**What you are asked to do**: Write out the lines below exactly as they appear, leaving out the pictures.

**Available data**:

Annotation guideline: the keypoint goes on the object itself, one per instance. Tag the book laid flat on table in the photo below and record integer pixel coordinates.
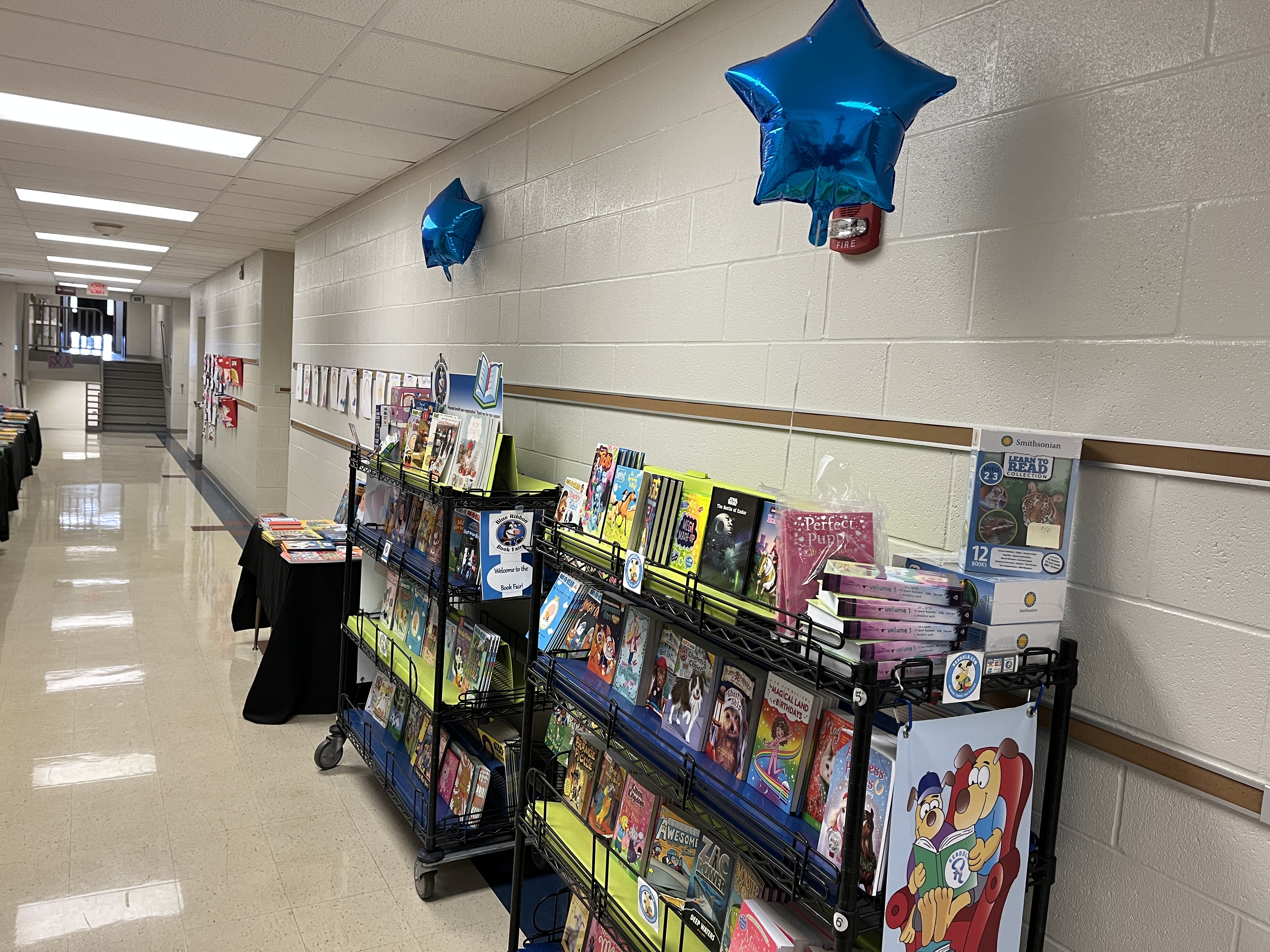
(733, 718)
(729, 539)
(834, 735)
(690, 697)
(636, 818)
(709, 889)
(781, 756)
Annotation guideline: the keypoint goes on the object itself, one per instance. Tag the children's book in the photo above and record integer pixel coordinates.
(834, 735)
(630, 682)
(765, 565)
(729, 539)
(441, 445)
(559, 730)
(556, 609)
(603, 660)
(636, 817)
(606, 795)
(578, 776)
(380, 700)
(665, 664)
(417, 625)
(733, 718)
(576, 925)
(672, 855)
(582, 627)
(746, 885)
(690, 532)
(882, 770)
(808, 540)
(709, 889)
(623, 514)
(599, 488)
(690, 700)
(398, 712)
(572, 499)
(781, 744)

**Answer for this exercise**:
Annotation guideline: the keypoint goes on the object itself, one per instance. Tag the book laid flat on table in the photo below and record integer pixel coordinates.
(733, 718)
(729, 539)
(834, 735)
(690, 697)
(636, 818)
(709, 889)
(781, 756)
Annotation guideline: the keypoint goes on the object itself, one per instance. Tag the children's book in the photo above and record integer pixel coordinates.
(834, 735)
(630, 682)
(765, 565)
(729, 539)
(441, 445)
(559, 730)
(556, 609)
(603, 660)
(636, 817)
(606, 795)
(578, 776)
(380, 700)
(665, 664)
(417, 625)
(733, 718)
(576, 925)
(672, 855)
(582, 627)
(746, 885)
(690, 532)
(882, 770)
(808, 540)
(709, 889)
(623, 514)
(599, 488)
(690, 700)
(398, 712)
(572, 499)
(781, 744)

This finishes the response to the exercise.